Living Anew

Bud
Photo by Takuin Minamoto

It is seeing your face for the first time.

Walking to the mirror, someone is seen staring back. Those features are familiar, but the recognition cannot be built into an experience to be had, or a static sheet of info for later reference. It is a unique being that stares back. It is always new, and always surprising.

It is approaching a roaring fire.

As you near the flames, you feel the reaction of every cell in your body, moving in sync with the fire. This movement of fire, the aliveness of the flames, the symphony of the conflagration, is everything it means to be a human being. White hot at its source, it moves with great energy, until the diffusion kills the entirety of what once was. It is the movement of life.

It is the feel of the wind on one’s face.

Feel how it tickles the hair on the back of your neck; how it caresses your face and loves only you. You cannot hold it, imprison it, beguile it, delude it, or deceive it. The breeze moves and moves. You are this wind, and let nothing stick to you.

§ Data lines:

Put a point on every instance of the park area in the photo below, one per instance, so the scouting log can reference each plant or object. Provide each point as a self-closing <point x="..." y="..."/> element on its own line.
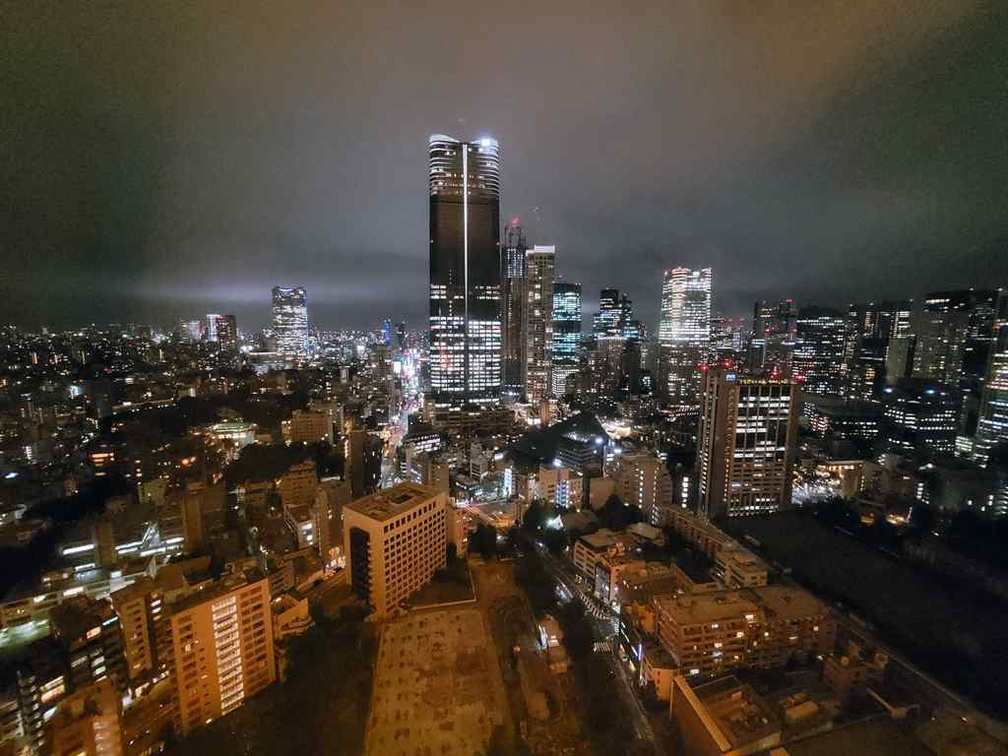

§ To do:
1. In the Living Anew text, who is credited with the photo?
2. Quote the Living Anew text between "As you near" and "movement of life.", inclusive.
The data is not needed for this work.

§ Solutions to each task:
1. Takuin Minamoto

2.
As you near the flames, you feel the reaction of every cell in your body, moving in sync with the fire. This movement of fire, the aliveness of the flames, the symphony of the conflagration, is everything it means to be a human being. White hot at its source, it moves with great energy, until the diffusion kills the entirety of what once was. It is the movement of life.